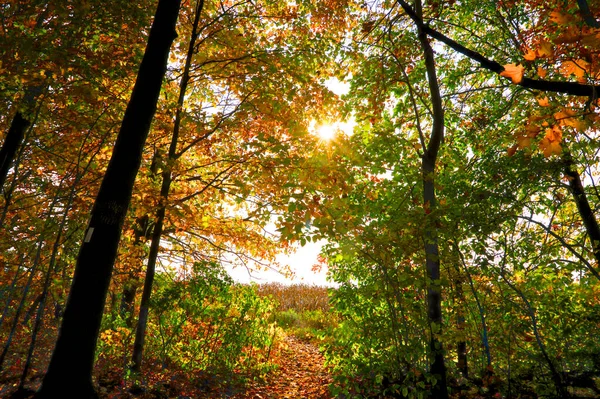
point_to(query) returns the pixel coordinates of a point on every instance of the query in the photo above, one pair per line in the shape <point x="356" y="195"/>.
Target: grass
<point x="303" y="310"/>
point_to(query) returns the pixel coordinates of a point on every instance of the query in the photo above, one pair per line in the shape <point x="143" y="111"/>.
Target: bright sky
<point x="300" y="263"/>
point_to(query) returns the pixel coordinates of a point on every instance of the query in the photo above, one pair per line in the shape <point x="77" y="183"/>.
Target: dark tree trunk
<point x="461" y="346"/>
<point x="70" y="371"/>
<point x="432" y="257"/>
<point x="583" y="205"/>
<point x="11" y="144"/>
<point x="140" y="333"/>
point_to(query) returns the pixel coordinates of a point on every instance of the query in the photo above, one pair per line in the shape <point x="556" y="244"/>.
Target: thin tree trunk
<point x="432" y="258"/>
<point x="461" y="345"/>
<point x="70" y="371"/>
<point x="484" y="329"/>
<point x="48" y="279"/>
<point x="556" y="377"/>
<point x="583" y="205"/>
<point x="11" y="144"/>
<point x="27" y="287"/>
<point x="140" y="333"/>
<point x="11" y="291"/>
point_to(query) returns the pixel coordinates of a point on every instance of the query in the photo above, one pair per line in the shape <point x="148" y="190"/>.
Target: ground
<point x="299" y="373"/>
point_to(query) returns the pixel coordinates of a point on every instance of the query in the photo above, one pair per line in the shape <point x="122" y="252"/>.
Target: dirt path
<point x="300" y="375"/>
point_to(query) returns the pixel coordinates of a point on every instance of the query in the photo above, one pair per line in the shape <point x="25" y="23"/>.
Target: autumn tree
<point x="72" y="360"/>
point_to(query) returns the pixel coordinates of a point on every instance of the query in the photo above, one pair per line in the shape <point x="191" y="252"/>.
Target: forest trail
<point x="301" y="374"/>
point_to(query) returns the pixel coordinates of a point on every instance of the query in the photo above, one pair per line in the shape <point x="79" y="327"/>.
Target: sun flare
<point x="328" y="131"/>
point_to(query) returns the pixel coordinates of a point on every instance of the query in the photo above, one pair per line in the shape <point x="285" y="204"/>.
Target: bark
<point x="140" y="333"/>
<point x="484" y="329"/>
<point x="432" y="258"/>
<point x="556" y="376"/>
<point x="11" y="144"/>
<point x="583" y="205"/>
<point x="587" y="15"/>
<point x="461" y="346"/>
<point x="70" y="371"/>
<point x="575" y="89"/>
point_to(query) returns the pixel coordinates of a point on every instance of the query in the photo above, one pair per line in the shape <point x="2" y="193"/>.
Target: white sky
<point x="301" y="263"/>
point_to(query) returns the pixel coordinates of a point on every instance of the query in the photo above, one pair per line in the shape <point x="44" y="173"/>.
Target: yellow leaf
<point x="514" y="72"/>
<point x="577" y="68"/>
<point x="559" y="18"/>
<point x="543" y="101"/>
<point x="542" y="72"/>
<point x="553" y="134"/>
<point x="591" y="39"/>
<point x="524" y="142"/>
<point x="512" y="150"/>
<point x="545" y="49"/>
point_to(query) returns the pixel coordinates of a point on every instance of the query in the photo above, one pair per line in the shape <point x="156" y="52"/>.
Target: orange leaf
<point x="577" y="68"/>
<point x="530" y="55"/>
<point x="554" y="134"/>
<point x="514" y="72"/>
<point x="545" y="49"/>
<point x="542" y="72"/>
<point x="543" y="101"/>
<point x="559" y="18"/>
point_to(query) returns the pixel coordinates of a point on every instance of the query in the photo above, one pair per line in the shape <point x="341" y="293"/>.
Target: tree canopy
<point x="459" y="215"/>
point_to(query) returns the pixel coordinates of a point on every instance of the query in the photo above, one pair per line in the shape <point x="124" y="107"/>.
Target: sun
<point x="326" y="131"/>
•••••
Copy every line above word for word and exclude the pictures.

Output =
point_to(query) returns the pixel coordinates of a point on every instance of the query in the photo above, one pair per line in the shape <point x="356" y="195"/>.
Target: grass
<point x="303" y="310"/>
point_to(query) returns the pixel coordinates of a point on every instance of the query in the photo above, one pair per line in the shape <point x="143" y="111"/>.
Target: bright sky
<point x="300" y="263"/>
point_to(query) returns the pixel coordinates of a point on every instance of the query in the photo above, one pair per line in the shape <point x="77" y="183"/>.
Target: dark tree trunk
<point x="461" y="346"/>
<point x="70" y="371"/>
<point x="432" y="257"/>
<point x="583" y="205"/>
<point x="11" y="144"/>
<point x="140" y="333"/>
point_to(query) returns the pixel coordinates of a point on every instance of the query in the photo above, one pair per line in the shape <point x="556" y="244"/>.
Target: thin tree trunk
<point x="432" y="258"/>
<point x="461" y="345"/>
<point x="70" y="371"/>
<point x="484" y="329"/>
<point x="48" y="279"/>
<point x="556" y="377"/>
<point x="583" y="205"/>
<point x="11" y="144"/>
<point x="27" y="287"/>
<point x="140" y="333"/>
<point x="11" y="291"/>
point_to(query) returns the pixel coordinates of a point on every instance of the query in the photo above, one pair per line in the shape <point x="148" y="190"/>.
Target: ground
<point x="299" y="373"/>
point_to(query) returns the pixel coordinates of a point on every instance of the query in the photo above, one pair per line in the shape <point x="122" y="252"/>.
Target: dirt path
<point x="300" y="375"/>
point_to(query) returns the pixel coordinates of a point on every instance of the query in the photo above, one pair per line in the shape <point x="25" y="23"/>.
Target: autumn tree
<point x="72" y="360"/>
point_to(query) returns the pixel coordinates of a point on every instance of the query in the photo above, one pair per line in the shape <point x="191" y="252"/>.
Target: forest trail
<point x="301" y="374"/>
point_to(query) returns the pixel coordinates of a point on every instance of the query in the photo above, one pair per line in the shape <point x="79" y="327"/>.
Target: sun flare
<point x="328" y="131"/>
point_to(query) returns the pixel coordinates of a point on every instance of the query in the photo above, one pair per line in the shape <point x="285" y="204"/>.
Target: bark
<point x="140" y="333"/>
<point x="484" y="329"/>
<point x="432" y="258"/>
<point x="556" y="376"/>
<point x="11" y="144"/>
<point x="583" y="205"/>
<point x="587" y="15"/>
<point x="461" y="346"/>
<point x="70" y="371"/>
<point x="575" y="89"/>
point_to(query) returns the pixel coordinates of a point on every instance of the query in the photo above, one pair per line in the shape <point x="2" y="193"/>.
Target: white sky
<point x="301" y="263"/>
point_to(query) returns the pixel coordinates of a point on every instance of the query in the photo above, one pair per line in the shape <point x="44" y="173"/>.
Target: yellow leaf
<point x="514" y="72"/>
<point x="577" y="68"/>
<point x="559" y="18"/>
<point x="543" y="101"/>
<point x="542" y="72"/>
<point x="553" y="134"/>
<point x="591" y="39"/>
<point x="524" y="142"/>
<point x="512" y="150"/>
<point x="545" y="49"/>
point_to(query) returns the pixel coordinates of a point on every instance of the query in the photo above, one pair per line in the shape <point x="156" y="52"/>.
Target: orange leaf
<point x="577" y="68"/>
<point x="530" y="55"/>
<point x="554" y="134"/>
<point x="514" y="72"/>
<point x="545" y="49"/>
<point x="542" y="72"/>
<point x="543" y="101"/>
<point x="559" y="18"/>
point_to(query) returns the pixel coordinates of a point on every instance of the query in the photo above, one pair per line in the shape <point x="341" y="293"/>.
Target: tree canopy
<point x="459" y="215"/>
point_to(query) returns the pixel coordinates of a point on every instance of the query in the photo above, one pair per line in the shape <point x="124" y="107"/>.
Target: sun
<point x="326" y="131"/>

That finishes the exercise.